--- EXERCISE ---
Your task is to give the listing below back word for word, pictures excluded.

BEGIN EXTRACTED MATERIAL

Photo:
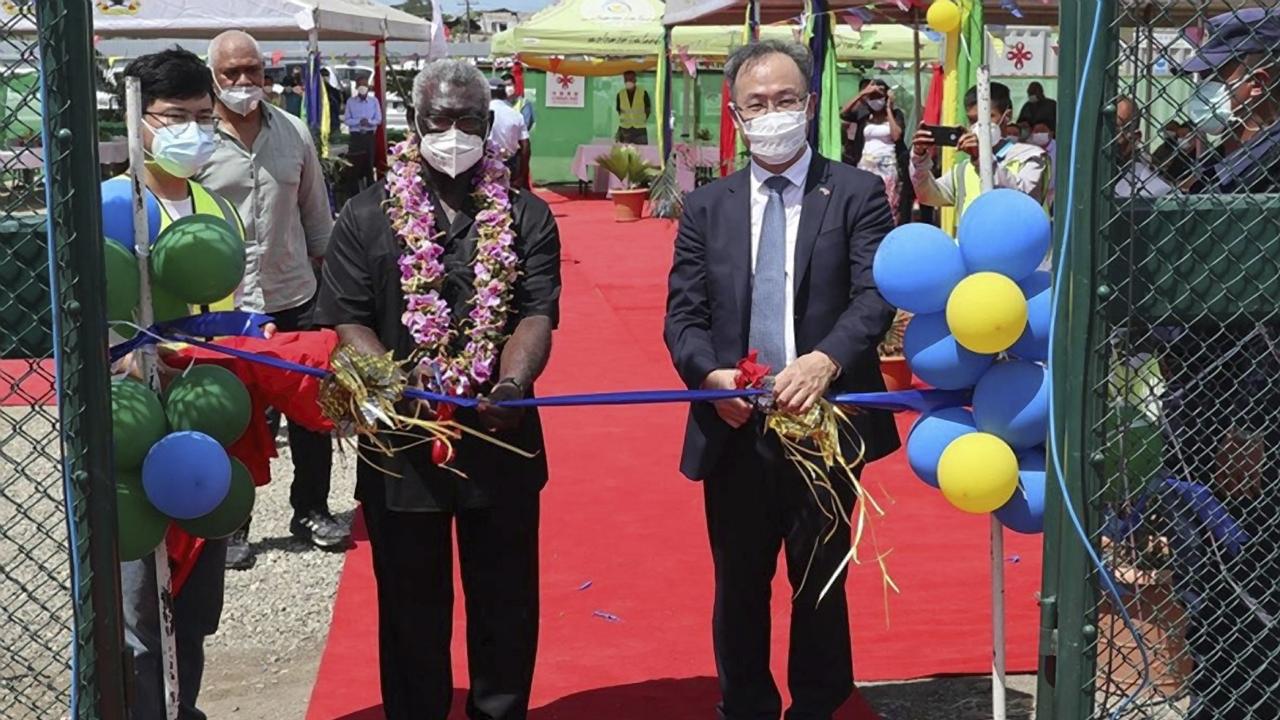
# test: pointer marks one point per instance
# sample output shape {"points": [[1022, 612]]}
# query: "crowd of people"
{"points": [[798, 288]]}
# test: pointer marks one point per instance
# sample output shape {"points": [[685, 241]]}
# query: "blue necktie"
{"points": [[769, 282]]}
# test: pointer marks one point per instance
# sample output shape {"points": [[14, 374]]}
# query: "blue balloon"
{"points": [[937, 359], [118, 212], [1011, 402], [186, 474], [1006, 232], [1034, 342], [917, 267], [1024, 513], [931, 434]]}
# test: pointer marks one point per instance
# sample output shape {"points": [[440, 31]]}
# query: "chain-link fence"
{"points": [[59, 629], [1175, 326]]}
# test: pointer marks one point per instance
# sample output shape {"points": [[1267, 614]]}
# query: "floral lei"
{"points": [[426, 315]]}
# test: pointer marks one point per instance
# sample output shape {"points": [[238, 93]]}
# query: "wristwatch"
{"points": [[516, 383]]}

END EXTRACTED MATERIAL

--- WRITTEN REPLY ---
Photo:
# test: pointer marks one point per instance
# sample output shape {"points": [[1022, 612]]}
# query: "crowd of people"
{"points": [[798, 288]]}
# test: pointer marks one point per instance
# sample output shape {"points": [[685, 241]]}
# query: "blue necktie"
{"points": [[769, 282]]}
# test: pointer marks one point per instance
# sample output shape {"points": [[14, 374]]}
# query: "blue balloon"
{"points": [[937, 359], [118, 212], [1011, 402], [186, 474], [1006, 232], [1034, 342], [917, 267], [1024, 513], [931, 434]]}
# test: pointer marks one point per instance
# sample output shape {"points": [[440, 31]]}
# query: "chain-link fence"
{"points": [[59, 629], [1175, 326]]}
# test: pointer marks one point per instance
# sample output shape {"points": [[1267, 614]]}
# query: "floral lei"
{"points": [[426, 315]]}
# test: pointer marks one point per instance
# sample output shape {"points": [[238, 93]]}
# query: "wristwatch"
{"points": [[516, 383]]}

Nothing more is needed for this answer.